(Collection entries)
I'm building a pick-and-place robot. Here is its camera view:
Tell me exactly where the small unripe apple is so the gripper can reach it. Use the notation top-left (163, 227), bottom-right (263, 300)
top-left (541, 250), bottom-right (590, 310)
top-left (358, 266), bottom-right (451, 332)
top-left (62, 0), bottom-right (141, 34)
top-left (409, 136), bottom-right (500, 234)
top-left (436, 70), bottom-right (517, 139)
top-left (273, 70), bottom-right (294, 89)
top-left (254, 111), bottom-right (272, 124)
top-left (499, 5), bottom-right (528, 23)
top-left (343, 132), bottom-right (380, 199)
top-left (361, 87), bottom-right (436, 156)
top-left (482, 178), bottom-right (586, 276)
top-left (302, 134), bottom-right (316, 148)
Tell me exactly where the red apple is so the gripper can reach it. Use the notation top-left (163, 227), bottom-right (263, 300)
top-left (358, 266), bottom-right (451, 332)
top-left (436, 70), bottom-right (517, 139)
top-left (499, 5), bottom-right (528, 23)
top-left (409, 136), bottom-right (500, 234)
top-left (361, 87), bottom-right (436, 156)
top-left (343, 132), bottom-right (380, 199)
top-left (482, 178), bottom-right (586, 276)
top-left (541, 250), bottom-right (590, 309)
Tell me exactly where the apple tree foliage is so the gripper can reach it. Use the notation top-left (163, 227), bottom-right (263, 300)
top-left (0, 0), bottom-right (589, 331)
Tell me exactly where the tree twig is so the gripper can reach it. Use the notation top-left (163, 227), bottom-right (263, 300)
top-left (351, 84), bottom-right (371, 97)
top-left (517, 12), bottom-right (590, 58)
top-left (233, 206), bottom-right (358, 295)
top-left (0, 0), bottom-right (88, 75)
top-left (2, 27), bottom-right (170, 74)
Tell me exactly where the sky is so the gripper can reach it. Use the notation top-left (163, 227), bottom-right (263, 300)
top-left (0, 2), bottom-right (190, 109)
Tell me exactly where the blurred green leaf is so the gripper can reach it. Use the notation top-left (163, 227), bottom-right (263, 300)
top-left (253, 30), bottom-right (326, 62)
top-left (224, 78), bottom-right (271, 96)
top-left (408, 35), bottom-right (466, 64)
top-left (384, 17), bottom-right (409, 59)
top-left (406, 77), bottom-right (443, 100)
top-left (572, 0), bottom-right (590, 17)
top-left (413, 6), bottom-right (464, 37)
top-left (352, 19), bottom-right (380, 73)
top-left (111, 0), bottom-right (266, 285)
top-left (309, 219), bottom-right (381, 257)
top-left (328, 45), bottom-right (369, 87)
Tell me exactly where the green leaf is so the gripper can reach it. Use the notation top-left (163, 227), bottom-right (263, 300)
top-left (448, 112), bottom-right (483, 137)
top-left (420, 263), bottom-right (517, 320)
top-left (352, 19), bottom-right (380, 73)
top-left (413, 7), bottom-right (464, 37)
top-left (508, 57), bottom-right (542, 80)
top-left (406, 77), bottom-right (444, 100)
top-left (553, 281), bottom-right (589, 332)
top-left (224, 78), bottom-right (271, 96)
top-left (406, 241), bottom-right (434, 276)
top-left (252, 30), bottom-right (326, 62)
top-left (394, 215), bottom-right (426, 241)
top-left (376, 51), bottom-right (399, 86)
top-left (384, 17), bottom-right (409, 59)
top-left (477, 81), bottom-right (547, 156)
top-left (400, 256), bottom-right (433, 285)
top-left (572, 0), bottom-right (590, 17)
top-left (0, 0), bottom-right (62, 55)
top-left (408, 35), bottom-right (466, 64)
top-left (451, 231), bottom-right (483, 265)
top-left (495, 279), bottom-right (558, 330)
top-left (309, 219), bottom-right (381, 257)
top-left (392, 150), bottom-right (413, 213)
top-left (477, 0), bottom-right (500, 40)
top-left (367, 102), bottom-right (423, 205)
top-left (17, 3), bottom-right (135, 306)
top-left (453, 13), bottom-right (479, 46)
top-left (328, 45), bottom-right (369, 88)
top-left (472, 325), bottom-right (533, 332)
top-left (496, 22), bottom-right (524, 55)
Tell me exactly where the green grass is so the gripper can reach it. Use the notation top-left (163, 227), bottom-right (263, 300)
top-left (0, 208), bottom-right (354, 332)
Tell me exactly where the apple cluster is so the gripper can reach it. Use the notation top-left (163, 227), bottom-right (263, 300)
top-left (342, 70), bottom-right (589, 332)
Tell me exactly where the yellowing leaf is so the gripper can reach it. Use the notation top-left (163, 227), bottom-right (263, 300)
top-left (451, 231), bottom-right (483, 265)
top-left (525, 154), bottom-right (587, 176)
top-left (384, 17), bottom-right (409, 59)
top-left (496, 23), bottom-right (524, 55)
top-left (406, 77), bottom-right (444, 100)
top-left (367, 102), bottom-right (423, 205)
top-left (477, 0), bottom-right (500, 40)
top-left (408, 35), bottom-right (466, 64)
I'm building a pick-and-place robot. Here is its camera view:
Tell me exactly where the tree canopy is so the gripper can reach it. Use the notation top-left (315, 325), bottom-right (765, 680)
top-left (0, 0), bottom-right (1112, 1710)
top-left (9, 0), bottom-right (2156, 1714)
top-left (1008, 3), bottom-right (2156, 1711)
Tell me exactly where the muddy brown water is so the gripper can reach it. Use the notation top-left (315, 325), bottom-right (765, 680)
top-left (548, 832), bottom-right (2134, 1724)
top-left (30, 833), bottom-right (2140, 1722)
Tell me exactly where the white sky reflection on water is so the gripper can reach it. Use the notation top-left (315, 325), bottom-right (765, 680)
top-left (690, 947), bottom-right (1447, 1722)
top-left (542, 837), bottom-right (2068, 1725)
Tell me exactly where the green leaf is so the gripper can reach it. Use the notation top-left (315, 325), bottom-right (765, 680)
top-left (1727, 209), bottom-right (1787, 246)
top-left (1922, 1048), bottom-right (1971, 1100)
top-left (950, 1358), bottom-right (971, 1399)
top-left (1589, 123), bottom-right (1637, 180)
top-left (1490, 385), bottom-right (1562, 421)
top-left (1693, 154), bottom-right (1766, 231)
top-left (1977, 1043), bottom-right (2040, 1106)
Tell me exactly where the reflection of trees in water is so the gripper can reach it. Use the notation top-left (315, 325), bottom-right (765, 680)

WHAT THE TASK ASKS> An exact copy of all the entries is what's needed; write it out.

EXPECTED OUTPUT>
I'm building a pick-and-place robot. Here is its camera view:
Tell me exactly where the small unripe apple is so the gripper can reach it. Use the notation top-left (163, 227), bottom-right (263, 300)
top-left (541, 250), bottom-right (590, 310)
top-left (358, 266), bottom-right (451, 332)
top-left (62, 0), bottom-right (141, 34)
top-left (409, 136), bottom-right (500, 234)
top-left (436, 70), bottom-right (517, 139)
top-left (273, 70), bottom-right (294, 89)
top-left (254, 111), bottom-right (272, 124)
top-left (499, 5), bottom-right (528, 23)
top-left (343, 132), bottom-right (380, 199)
top-left (361, 87), bottom-right (436, 156)
top-left (482, 178), bottom-right (586, 276)
top-left (302, 134), bottom-right (316, 148)
Tell me exactly where the red apple is so the gripper can reach it. Use the notation top-left (163, 227), bottom-right (263, 300)
top-left (358, 266), bottom-right (451, 332)
top-left (436, 70), bottom-right (517, 139)
top-left (499, 5), bottom-right (528, 23)
top-left (409, 136), bottom-right (500, 234)
top-left (361, 87), bottom-right (436, 156)
top-left (343, 132), bottom-right (380, 199)
top-left (482, 178), bottom-right (586, 276)
top-left (541, 250), bottom-right (590, 309)
Tell me exactly where the apple tree foliage is so the gripper can reach it. Use the notation top-left (163, 227), bottom-right (263, 300)
top-left (0, 0), bottom-right (589, 331)
Tell me exactly where the tree twig is so the gripper can reach it. Use the notation top-left (163, 227), bottom-right (263, 300)
top-left (351, 84), bottom-right (371, 97)
top-left (517, 12), bottom-right (590, 58)
top-left (233, 206), bottom-right (358, 295)
top-left (0, 0), bottom-right (88, 75)
top-left (2, 27), bottom-right (170, 74)
Tell me exactly where the sky is so the gripper can reach it. Use the notation top-left (163, 227), bottom-right (263, 300)
top-left (0, 2), bottom-right (190, 109)
Tell me exactly where the blurred green leaf is so the gripper can reach it. Use the notation top-left (163, 227), bottom-right (263, 300)
top-left (253, 30), bottom-right (326, 62)
top-left (224, 78), bottom-right (271, 96)
top-left (408, 35), bottom-right (466, 64)
top-left (384, 17), bottom-right (409, 59)
top-left (406, 77), bottom-right (443, 100)
top-left (572, 0), bottom-right (590, 17)
top-left (413, 6), bottom-right (464, 37)
top-left (352, 19), bottom-right (380, 73)
top-left (111, 0), bottom-right (266, 285)
top-left (309, 219), bottom-right (381, 257)
top-left (328, 45), bottom-right (369, 87)
Tell me exactly where the green leaf is so the gripper can reach it. Use the notation top-left (163, 227), bottom-right (263, 300)
top-left (448, 112), bottom-right (483, 137)
top-left (420, 263), bottom-right (517, 320)
top-left (352, 19), bottom-right (380, 73)
top-left (413, 7), bottom-right (464, 37)
top-left (508, 57), bottom-right (542, 80)
top-left (406, 77), bottom-right (444, 100)
top-left (553, 281), bottom-right (589, 332)
top-left (224, 78), bottom-right (271, 96)
top-left (406, 241), bottom-right (434, 276)
top-left (252, 30), bottom-right (326, 62)
top-left (394, 215), bottom-right (426, 241)
top-left (376, 51), bottom-right (399, 86)
top-left (384, 17), bottom-right (409, 59)
top-left (477, 81), bottom-right (547, 156)
top-left (400, 256), bottom-right (433, 285)
top-left (572, 0), bottom-right (590, 17)
top-left (0, 0), bottom-right (62, 55)
top-left (408, 35), bottom-right (466, 64)
top-left (451, 231), bottom-right (483, 265)
top-left (495, 279), bottom-right (558, 330)
top-left (309, 219), bottom-right (381, 257)
top-left (392, 150), bottom-right (413, 213)
top-left (477, 0), bottom-right (500, 40)
top-left (367, 102), bottom-right (423, 205)
top-left (17, 3), bottom-right (135, 306)
top-left (453, 13), bottom-right (479, 46)
top-left (328, 45), bottom-right (369, 88)
top-left (472, 325), bottom-right (533, 332)
top-left (496, 22), bottom-right (524, 55)
Tell me exactly where the green grass is so the gripper can reach it. Use the notation top-left (163, 227), bottom-right (263, 300)
top-left (0, 208), bottom-right (354, 332)
Tell me exactly where the apple cluster is so the gripper can reach it. Use the notation top-left (163, 227), bottom-right (263, 300)
top-left (342, 70), bottom-right (589, 332)
Tell me exactly where the yellowing leaf is so the gripper can reach it. Use the notation top-left (163, 227), bottom-right (263, 300)
top-left (451, 231), bottom-right (483, 265)
top-left (525, 154), bottom-right (587, 176)
top-left (384, 17), bottom-right (409, 59)
top-left (496, 23), bottom-right (524, 55)
top-left (406, 77), bottom-right (444, 100)
top-left (367, 102), bottom-right (423, 205)
top-left (477, 0), bottom-right (500, 40)
top-left (408, 35), bottom-right (466, 64)
I'm building a pick-and-place robot. Here is its camera view:
Tell me exactly where the tree canopy is so the gripper can reach it. Use the notation top-left (315, 325), bottom-right (765, 680)
top-left (0, 0), bottom-right (1112, 1710)
top-left (9, 0), bottom-right (2156, 1714)
top-left (1008, 3), bottom-right (2156, 1711)
Tell me exactly where the muddy brown water is so the gripper can reach it. Use the notation top-left (315, 325), bottom-right (765, 680)
top-left (548, 832), bottom-right (2134, 1724)
top-left (30, 833), bottom-right (2140, 1722)
Tell me exactly where the white sky reflection on water is so the gripper can reach it. Use the notation top-left (315, 325), bottom-right (765, 680)
top-left (690, 947), bottom-right (1447, 1722)
top-left (542, 837), bottom-right (2068, 1725)
Tell me exactly where the green leaf is so the gripper can reach it. Use the notation top-left (315, 325), bottom-right (765, 680)
top-left (1727, 209), bottom-right (1787, 246)
top-left (1922, 1048), bottom-right (1971, 1100)
top-left (950, 1358), bottom-right (971, 1399)
top-left (1589, 123), bottom-right (1637, 180)
top-left (1490, 385), bottom-right (1562, 421)
top-left (1693, 154), bottom-right (1766, 231)
top-left (1977, 1043), bottom-right (2040, 1106)
Tell me exactly where the reflection of trees in water is so the gripper can reach it. Use the notation top-left (315, 325), bottom-right (765, 680)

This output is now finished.